===== RECORDS FOR THE EXERCISE =====

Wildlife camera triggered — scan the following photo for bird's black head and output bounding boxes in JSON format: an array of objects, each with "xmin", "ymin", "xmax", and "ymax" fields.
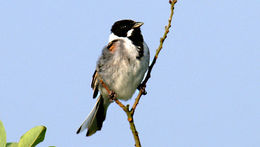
[{"xmin": 111, "ymin": 19, "xmax": 144, "ymax": 43}]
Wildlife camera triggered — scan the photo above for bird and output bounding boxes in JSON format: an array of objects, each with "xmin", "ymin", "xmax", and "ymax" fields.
[{"xmin": 76, "ymin": 19, "xmax": 150, "ymax": 136}]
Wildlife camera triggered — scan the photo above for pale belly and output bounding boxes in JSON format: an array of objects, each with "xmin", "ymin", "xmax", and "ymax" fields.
[{"xmin": 100, "ymin": 59, "xmax": 146, "ymax": 100}]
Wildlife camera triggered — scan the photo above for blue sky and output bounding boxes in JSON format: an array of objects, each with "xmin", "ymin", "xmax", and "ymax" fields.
[{"xmin": 0, "ymin": 0, "xmax": 259, "ymax": 147}]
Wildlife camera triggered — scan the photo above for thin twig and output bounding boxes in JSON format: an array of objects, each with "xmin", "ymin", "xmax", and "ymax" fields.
[
  {"xmin": 128, "ymin": 1, "xmax": 177, "ymax": 146},
  {"xmin": 131, "ymin": 0, "xmax": 177, "ymax": 114},
  {"xmin": 98, "ymin": 78, "xmax": 141, "ymax": 146},
  {"xmin": 98, "ymin": 1, "xmax": 177, "ymax": 146},
  {"xmin": 130, "ymin": 89, "xmax": 143, "ymax": 115}
]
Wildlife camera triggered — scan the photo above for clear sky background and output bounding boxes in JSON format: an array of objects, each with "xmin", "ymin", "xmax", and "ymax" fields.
[{"xmin": 0, "ymin": 0, "xmax": 259, "ymax": 147}]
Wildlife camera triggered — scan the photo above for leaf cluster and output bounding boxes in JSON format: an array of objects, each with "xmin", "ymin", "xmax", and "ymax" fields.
[{"xmin": 0, "ymin": 120, "xmax": 54, "ymax": 147}]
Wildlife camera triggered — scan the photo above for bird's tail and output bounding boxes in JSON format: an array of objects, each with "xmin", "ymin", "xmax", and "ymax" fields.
[{"xmin": 76, "ymin": 95, "xmax": 110, "ymax": 136}]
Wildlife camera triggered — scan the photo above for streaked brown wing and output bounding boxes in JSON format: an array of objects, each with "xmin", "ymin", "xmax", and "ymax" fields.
[
  {"xmin": 107, "ymin": 39, "xmax": 120, "ymax": 53},
  {"xmin": 91, "ymin": 40, "xmax": 120, "ymax": 98},
  {"xmin": 91, "ymin": 70, "xmax": 99, "ymax": 98}
]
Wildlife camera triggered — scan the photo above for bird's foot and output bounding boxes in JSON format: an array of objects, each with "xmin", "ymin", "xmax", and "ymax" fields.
[
  {"xmin": 137, "ymin": 83, "xmax": 147, "ymax": 95},
  {"xmin": 109, "ymin": 91, "xmax": 116, "ymax": 102}
]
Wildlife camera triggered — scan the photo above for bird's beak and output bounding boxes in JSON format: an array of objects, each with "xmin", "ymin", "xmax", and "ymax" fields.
[{"xmin": 133, "ymin": 22, "xmax": 144, "ymax": 28}]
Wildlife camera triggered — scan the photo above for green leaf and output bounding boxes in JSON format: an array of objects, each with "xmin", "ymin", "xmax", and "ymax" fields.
[
  {"xmin": 6, "ymin": 142, "xmax": 18, "ymax": 147},
  {"xmin": 18, "ymin": 126, "xmax": 46, "ymax": 147},
  {"xmin": 0, "ymin": 120, "xmax": 6, "ymax": 147}
]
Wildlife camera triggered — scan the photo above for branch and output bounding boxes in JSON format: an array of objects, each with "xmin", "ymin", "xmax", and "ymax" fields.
[
  {"xmin": 99, "ymin": 79, "xmax": 141, "ymax": 146},
  {"xmin": 131, "ymin": 0, "xmax": 177, "ymax": 116},
  {"xmin": 99, "ymin": 1, "xmax": 177, "ymax": 146}
]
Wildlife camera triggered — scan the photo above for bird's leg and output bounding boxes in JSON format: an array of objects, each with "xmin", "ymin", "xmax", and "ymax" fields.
[
  {"xmin": 109, "ymin": 91, "xmax": 116, "ymax": 102},
  {"xmin": 137, "ymin": 83, "xmax": 147, "ymax": 95}
]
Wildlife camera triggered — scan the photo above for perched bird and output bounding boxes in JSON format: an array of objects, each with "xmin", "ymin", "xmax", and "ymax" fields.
[{"xmin": 76, "ymin": 19, "xmax": 150, "ymax": 136}]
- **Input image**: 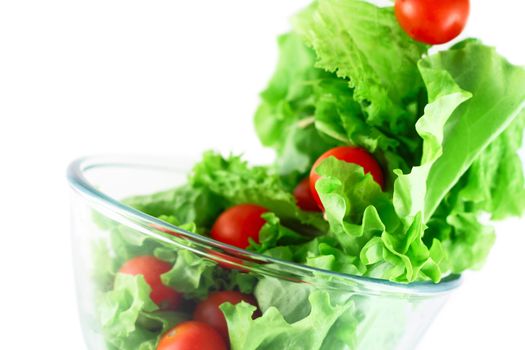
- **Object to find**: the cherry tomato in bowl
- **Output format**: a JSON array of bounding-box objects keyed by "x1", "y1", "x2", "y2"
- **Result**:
[
  {"x1": 157, "y1": 321, "x2": 227, "y2": 350},
  {"x1": 194, "y1": 291, "x2": 260, "y2": 340},
  {"x1": 395, "y1": 0, "x2": 470, "y2": 45},
  {"x1": 119, "y1": 256, "x2": 182, "y2": 310},
  {"x1": 310, "y1": 146, "x2": 384, "y2": 210},
  {"x1": 210, "y1": 204, "x2": 268, "y2": 249}
]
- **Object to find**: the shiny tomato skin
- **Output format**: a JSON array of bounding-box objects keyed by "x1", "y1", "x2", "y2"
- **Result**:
[
  {"x1": 294, "y1": 178, "x2": 322, "y2": 212},
  {"x1": 309, "y1": 146, "x2": 384, "y2": 210},
  {"x1": 157, "y1": 321, "x2": 227, "y2": 350},
  {"x1": 210, "y1": 204, "x2": 268, "y2": 249},
  {"x1": 119, "y1": 256, "x2": 181, "y2": 310},
  {"x1": 395, "y1": 0, "x2": 470, "y2": 45},
  {"x1": 194, "y1": 291, "x2": 258, "y2": 340}
]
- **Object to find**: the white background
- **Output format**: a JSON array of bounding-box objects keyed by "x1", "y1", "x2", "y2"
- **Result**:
[{"x1": 1, "y1": 1, "x2": 524, "y2": 349}]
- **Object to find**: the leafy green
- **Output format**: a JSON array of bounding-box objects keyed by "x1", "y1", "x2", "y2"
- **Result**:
[
  {"x1": 159, "y1": 240, "x2": 261, "y2": 297},
  {"x1": 161, "y1": 250, "x2": 217, "y2": 300},
  {"x1": 393, "y1": 49, "x2": 473, "y2": 222},
  {"x1": 293, "y1": 0, "x2": 427, "y2": 131},
  {"x1": 221, "y1": 291, "x2": 354, "y2": 350},
  {"x1": 124, "y1": 185, "x2": 222, "y2": 230},
  {"x1": 305, "y1": 240, "x2": 364, "y2": 276},
  {"x1": 252, "y1": 278, "x2": 361, "y2": 349},
  {"x1": 421, "y1": 40, "x2": 525, "y2": 219},
  {"x1": 391, "y1": 40, "x2": 525, "y2": 276},
  {"x1": 224, "y1": 270, "x2": 258, "y2": 294},
  {"x1": 249, "y1": 212, "x2": 310, "y2": 253},
  {"x1": 316, "y1": 157, "x2": 388, "y2": 228},
  {"x1": 442, "y1": 212, "x2": 496, "y2": 274},
  {"x1": 314, "y1": 157, "x2": 444, "y2": 282},
  {"x1": 312, "y1": 76, "x2": 416, "y2": 180},
  {"x1": 254, "y1": 277, "x2": 313, "y2": 323},
  {"x1": 458, "y1": 111, "x2": 525, "y2": 220},
  {"x1": 108, "y1": 226, "x2": 165, "y2": 267}
]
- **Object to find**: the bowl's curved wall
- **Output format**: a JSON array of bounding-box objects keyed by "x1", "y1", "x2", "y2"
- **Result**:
[{"x1": 68, "y1": 156, "x2": 460, "y2": 350}]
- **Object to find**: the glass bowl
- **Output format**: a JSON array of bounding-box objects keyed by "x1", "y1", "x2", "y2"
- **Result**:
[{"x1": 67, "y1": 156, "x2": 461, "y2": 350}]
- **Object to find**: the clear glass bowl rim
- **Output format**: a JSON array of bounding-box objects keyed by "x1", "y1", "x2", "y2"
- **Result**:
[{"x1": 67, "y1": 155, "x2": 461, "y2": 296}]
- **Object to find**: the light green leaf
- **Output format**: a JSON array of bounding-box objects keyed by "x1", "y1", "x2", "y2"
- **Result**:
[
  {"x1": 293, "y1": 0, "x2": 427, "y2": 129},
  {"x1": 393, "y1": 53, "x2": 472, "y2": 221},
  {"x1": 161, "y1": 250, "x2": 216, "y2": 300},
  {"x1": 423, "y1": 41, "x2": 525, "y2": 219},
  {"x1": 221, "y1": 291, "x2": 354, "y2": 350}
]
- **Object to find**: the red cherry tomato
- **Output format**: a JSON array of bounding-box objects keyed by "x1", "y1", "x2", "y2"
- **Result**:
[
  {"x1": 395, "y1": 0, "x2": 470, "y2": 45},
  {"x1": 194, "y1": 291, "x2": 259, "y2": 340},
  {"x1": 309, "y1": 146, "x2": 384, "y2": 210},
  {"x1": 210, "y1": 204, "x2": 268, "y2": 249},
  {"x1": 294, "y1": 178, "x2": 321, "y2": 212},
  {"x1": 157, "y1": 321, "x2": 227, "y2": 350},
  {"x1": 119, "y1": 256, "x2": 181, "y2": 310}
]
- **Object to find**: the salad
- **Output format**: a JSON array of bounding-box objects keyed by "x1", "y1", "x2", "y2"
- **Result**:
[{"x1": 88, "y1": 0, "x2": 525, "y2": 349}]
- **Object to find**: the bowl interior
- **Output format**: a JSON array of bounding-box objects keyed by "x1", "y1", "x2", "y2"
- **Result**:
[
  {"x1": 68, "y1": 155, "x2": 464, "y2": 350},
  {"x1": 68, "y1": 155, "x2": 461, "y2": 297}
]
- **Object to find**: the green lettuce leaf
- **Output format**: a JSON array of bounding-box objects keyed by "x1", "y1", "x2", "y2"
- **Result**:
[
  {"x1": 159, "y1": 247, "x2": 258, "y2": 299},
  {"x1": 305, "y1": 240, "x2": 364, "y2": 276},
  {"x1": 124, "y1": 185, "x2": 222, "y2": 230},
  {"x1": 455, "y1": 110, "x2": 525, "y2": 220},
  {"x1": 157, "y1": 249, "x2": 255, "y2": 298},
  {"x1": 254, "y1": 277, "x2": 314, "y2": 323},
  {"x1": 161, "y1": 250, "x2": 217, "y2": 300},
  {"x1": 442, "y1": 212, "x2": 496, "y2": 274},
  {"x1": 312, "y1": 76, "x2": 417, "y2": 181},
  {"x1": 389, "y1": 40, "x2": 525, "y2": 278},
  {"x1": 221, "y1": 291, "x2": 354, "y2": 350},
  {"x1": 253, "y1": 277, "x2": 361, "y2": 349},
  {"x1": 315, "y1": 157, "x2": 444, "y2": 282},
  {"x1": 108, "y1": 226, "x2": 167, "y2": 267},
  {"x1": 421, "y1": 40, "x2": 525, "y2": 219},
  {"x1": 293, "y1": 0, "x2": 427, "y2": 131},
  {"x1": 249, "y1": 212, "x2": 311, "y2": 253},
  {"x1": 424, "y1": 173, "x2": 498, "y2": 275},
  {"x1": 393, "y1": 49, "x2": 473, "y2": 222}
]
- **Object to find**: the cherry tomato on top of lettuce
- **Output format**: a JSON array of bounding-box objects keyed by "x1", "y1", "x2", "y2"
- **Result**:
[
  {"x1": 210, "y1": 204, "x2": 268, "y2": 249},
  {"x1": 309, "y1": 146, "x2": 384, "y2": 211},
  {"x1": 119, "y1": 256, "x2": 182, "y2": 310},
  {"x1": 157, "y1": 321, "x2": 227, "y2": 350},
  {"x1": 194, "y1": 291, "x2": 259, "y2": 340},
  {"x1": 395, "y1": 0, "x2": 470, "y2": 45}
]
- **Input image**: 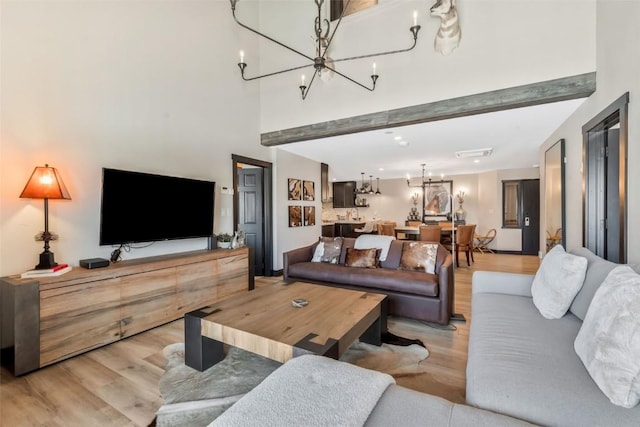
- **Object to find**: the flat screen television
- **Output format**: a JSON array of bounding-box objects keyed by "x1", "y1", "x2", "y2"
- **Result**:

=====

→ **BRIEF**
Copy out each line of the data that has the word "tomato" in it.

→ **ANSWER SECTION**
- **Object to find**: the cherry tomato in bowl
- **Object to find**: the shiny tomato skin
- **Object to find**: the red cherry tomato
- **Object to find**: the cherry tomato on top of lettuce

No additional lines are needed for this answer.